• _Problem to solve_
Copy the passage on the history of Durrës verbatim, from "Durrës was an" up to and including "the new capital.".

• _Document section_

══════════════════════════════

Durrës was an active city in the Albanian national liberation movement in the periods 1878–1881 and 1910–1912. Ismail Qemali raised the Albanian flag on 26 November 1912 but the city was occupied by the Kingdom of Serbia three days later during the First Balkan War. On 29 November 1912 Durrës became the county town of the Durrës County one of the counties of the Kingdom of Serbia established on the part of the territory of Albania occupied from Ottoman Empire. The Durrës County had four districts: Durrës, Lezha, Elbasan and Tirana. The army of the Kingdom of Serbia retreated from Durrës in April 1913. The city became Albania's second national capital (after Vlorë) on 7 March 1914 under the brief rule of Prince Wilhelm, Prince of Albania. It remained Albania's capital until 11 February 1920, when the Congress of Lushnjë made Tirana the new capital.

══════════════════════════════

• _Supplied data_
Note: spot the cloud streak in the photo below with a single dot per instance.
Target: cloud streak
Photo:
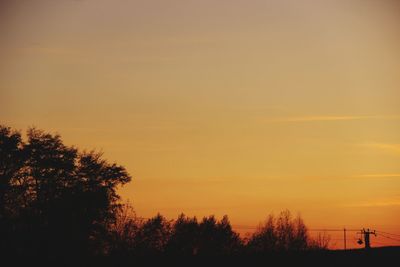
(393, 148)
(383, 175)
(331, 118)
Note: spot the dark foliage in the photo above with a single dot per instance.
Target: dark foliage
(55, 201)
(59, 205)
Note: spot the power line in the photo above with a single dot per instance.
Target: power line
(398, 240)
(387, 233)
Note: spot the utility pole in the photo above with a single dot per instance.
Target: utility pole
(366, 234)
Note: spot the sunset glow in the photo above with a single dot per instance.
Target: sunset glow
(220, 107)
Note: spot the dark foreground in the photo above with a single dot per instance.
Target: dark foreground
(387, 256)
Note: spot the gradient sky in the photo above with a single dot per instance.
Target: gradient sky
(220, 107)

══════════════════════════════

• _Result for this task_
Durrës was an active city in the Albanian national liberation movement in the periods 1878–1881 and 1910–1912. Ismail Qemali raised the Albanian flag on 26 November 1912 but the city was occupied by the Kingdom of Serbia three days later during the First Balkan War. On 29 November 1912 Durrës became the county town of the Durrës County one of the counties of the Kingdom of Serbia established on the part of the territory of Albania occupied from Ottoman Empire. The Durrës County had four districts: Durrës, Lezha, Elbasan and Tirana. The army of the Kingdom of Serbia retreated from Durrës in April 1913. The city became Albania's second national capital (after Vlorë) on 7 March 1914 under the brief rule of Prince Wilhelm, Prince of Albania. It remained Albania's capital until 11 February 1920, when the Congress of Lushnjë made Tirana the new capital.